*Instructions to follow*:
Reproduce all the data, character for character.

*Data for processing*:
▼

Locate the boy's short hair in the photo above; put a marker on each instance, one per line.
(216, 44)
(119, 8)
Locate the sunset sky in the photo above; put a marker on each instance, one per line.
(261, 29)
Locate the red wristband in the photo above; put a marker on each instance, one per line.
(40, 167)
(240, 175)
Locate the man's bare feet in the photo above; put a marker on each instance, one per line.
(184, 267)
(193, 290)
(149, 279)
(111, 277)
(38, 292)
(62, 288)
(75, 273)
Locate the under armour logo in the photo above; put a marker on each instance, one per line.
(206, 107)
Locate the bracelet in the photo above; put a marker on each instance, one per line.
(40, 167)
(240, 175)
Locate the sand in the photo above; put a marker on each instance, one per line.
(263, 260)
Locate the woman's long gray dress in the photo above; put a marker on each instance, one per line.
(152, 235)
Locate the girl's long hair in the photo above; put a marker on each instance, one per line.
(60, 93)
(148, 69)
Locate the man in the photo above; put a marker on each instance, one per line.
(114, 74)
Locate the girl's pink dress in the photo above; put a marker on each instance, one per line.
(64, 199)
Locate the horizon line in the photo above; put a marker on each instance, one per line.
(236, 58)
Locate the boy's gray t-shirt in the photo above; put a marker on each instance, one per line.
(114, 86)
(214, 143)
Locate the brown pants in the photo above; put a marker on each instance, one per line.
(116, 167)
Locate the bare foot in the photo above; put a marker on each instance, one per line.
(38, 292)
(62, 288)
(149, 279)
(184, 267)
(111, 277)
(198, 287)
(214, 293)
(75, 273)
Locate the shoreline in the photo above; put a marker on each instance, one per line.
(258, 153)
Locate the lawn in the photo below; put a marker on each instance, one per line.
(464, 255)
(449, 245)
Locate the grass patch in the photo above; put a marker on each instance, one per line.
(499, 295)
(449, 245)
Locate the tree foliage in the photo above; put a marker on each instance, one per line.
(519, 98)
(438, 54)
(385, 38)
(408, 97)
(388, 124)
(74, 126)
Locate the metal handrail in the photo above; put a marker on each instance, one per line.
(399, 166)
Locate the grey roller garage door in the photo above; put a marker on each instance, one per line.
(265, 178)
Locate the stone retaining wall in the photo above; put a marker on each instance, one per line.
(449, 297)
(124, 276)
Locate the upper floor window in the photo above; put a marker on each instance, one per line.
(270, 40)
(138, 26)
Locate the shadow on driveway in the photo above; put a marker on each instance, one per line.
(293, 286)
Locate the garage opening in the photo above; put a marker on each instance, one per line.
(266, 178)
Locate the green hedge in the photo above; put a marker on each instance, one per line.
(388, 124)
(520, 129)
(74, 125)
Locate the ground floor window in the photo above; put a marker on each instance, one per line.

▲

*Answer area*:
Locate the boy's short hair in the photo above; put a marker on each instance, one per line.
(216, 44)
(119, 8)
Locate the sunset sky in the photo above; put a marker on each instance, one per line.
(261, 29)
Locate the red wristband in the photo above; put a marker on each instance, one per line.
(40, 167)
(240, 175)
Locate the man's bare feet in the photo above; put a marker on each instance, one per line.
(184, 267)
(193, 290)
(149, 279)
(111, 277)
(38, 292)
(62, 288)
(75, 273)
Locate the under armour logo in the photo above; put a marker on each instance, one per line.
(206, 107)
Locate the bracelet in the photo above; put a marker on each instance, one per line.
(40, 167)
(240, 175)
Locate the sand in the photo above; put a marker on each instance, one per line.
(263, 260)
Locate the woman's long gray dress in the photo above; put a marker on each instance, one per line.
(152, 235)
Locate the girl's long hair in the photo above; put a marker on each instance, one per line.
(60, 93)
(148, 69)
Locate the man in the photo above; put a marker on each instance, one per line.
(114, 74)
Locate the girl's pink dress in the photo above; put a marker on each instance, one per line.
(64, 199)
Locate the horizon line in the photo above; put a marker on each instance, one per line.
(236, 58)
Locate the boy's gray t-shirt in the photo above; put a marker on each instance, one per line.
(114, 86)
(214, 143)
Locate the brown pants in the photo above; put a marker on each instance, one per line.
(116, 167)
Locate the bare foot in the photo above; put a marker on each instance, one per line.
(38, 292)
(62, 288)
(149, 279)
(184, 267)
(111, 277)
(198, 287)
(214, 293)
(75, 273)
Locate the shoreline in the photo above; put a marker on each instance, one per line.
(258, 153)
Locate the lawn in the photo below; put a marker on each instance, one per line.
(464, 255)
(449, 245)
Locate the grass patch in the photo above; put a marker on each instance, one per line.
(499, 295)
(449, 245)
Locate the tree foliage in the photo above; put a marker on each instance, one per line.
(519, 98)
(438, 54)
(385, 38)
(408, 97)
(388, 124)
(74, 126)
Locate the metal handrail in the photo above; put a marker on each instance, one per line.
(399, 166)
Locate the grey roller garage door in the photo above; put a marker on each instance, one per line.
(265, 178)
Locate the stone retaining wall in the photo above; put a marker on each instance, one per line.
(449, 297)
(124, 276)
Locate the upper floor window in the photo above; put a marker on each instance, one per line.
(270, 40)
(138, 26)
Locate the shadow on driveway in the photo above; put a marker on each instance, one per line.
(293, 286)
Locate the garage opening in the photo above; put a marker on each instance, one per line.
(266, 178)
Locate the green hedge in the photo above; put a marker on each instance, one per line.
(388, 124)
(520, 129)
(74, 125)
Locate the ground floor window in the photo above; put a marker on each instance, one per line.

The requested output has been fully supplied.